▶ TASK STATEMENT
Give only the number of lines in the items below that contain the word "flower".

** BEGIN GIVEN RECORDS **

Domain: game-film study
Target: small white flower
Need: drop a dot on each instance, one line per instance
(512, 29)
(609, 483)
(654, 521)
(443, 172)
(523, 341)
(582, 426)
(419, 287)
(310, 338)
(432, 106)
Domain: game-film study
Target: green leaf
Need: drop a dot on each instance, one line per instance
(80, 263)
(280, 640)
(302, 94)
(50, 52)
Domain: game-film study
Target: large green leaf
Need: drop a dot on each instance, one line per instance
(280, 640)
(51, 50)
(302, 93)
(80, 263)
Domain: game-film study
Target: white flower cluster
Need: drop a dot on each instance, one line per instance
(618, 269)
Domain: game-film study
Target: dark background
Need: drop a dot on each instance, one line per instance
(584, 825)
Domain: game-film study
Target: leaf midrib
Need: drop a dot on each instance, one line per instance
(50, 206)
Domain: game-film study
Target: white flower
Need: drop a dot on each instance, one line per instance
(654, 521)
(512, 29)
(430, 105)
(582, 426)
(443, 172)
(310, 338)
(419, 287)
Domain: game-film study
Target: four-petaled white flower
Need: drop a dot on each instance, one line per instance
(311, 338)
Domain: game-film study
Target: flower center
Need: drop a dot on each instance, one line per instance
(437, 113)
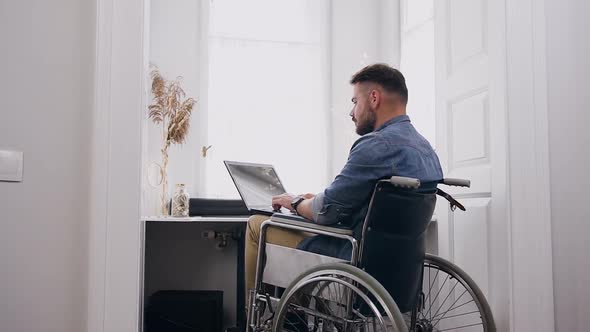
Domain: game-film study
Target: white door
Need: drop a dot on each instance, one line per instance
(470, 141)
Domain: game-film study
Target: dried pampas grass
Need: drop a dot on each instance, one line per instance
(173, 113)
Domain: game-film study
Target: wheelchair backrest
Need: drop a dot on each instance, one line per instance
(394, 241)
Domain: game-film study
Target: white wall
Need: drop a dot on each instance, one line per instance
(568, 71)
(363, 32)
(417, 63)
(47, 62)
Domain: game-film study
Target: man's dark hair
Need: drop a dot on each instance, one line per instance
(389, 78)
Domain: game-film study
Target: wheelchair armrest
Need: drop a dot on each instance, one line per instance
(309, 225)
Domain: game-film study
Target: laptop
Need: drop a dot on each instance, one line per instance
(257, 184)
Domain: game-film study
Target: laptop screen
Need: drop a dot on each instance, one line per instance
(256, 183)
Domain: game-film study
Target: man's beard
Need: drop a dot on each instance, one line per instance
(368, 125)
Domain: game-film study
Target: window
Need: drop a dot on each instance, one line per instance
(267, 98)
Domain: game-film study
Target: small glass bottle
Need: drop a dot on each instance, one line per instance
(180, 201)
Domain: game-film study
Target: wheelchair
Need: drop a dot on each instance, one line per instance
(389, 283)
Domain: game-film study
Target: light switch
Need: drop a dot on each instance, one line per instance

** END GIVEN RECORDS **

▶ ANSWER BELOW
5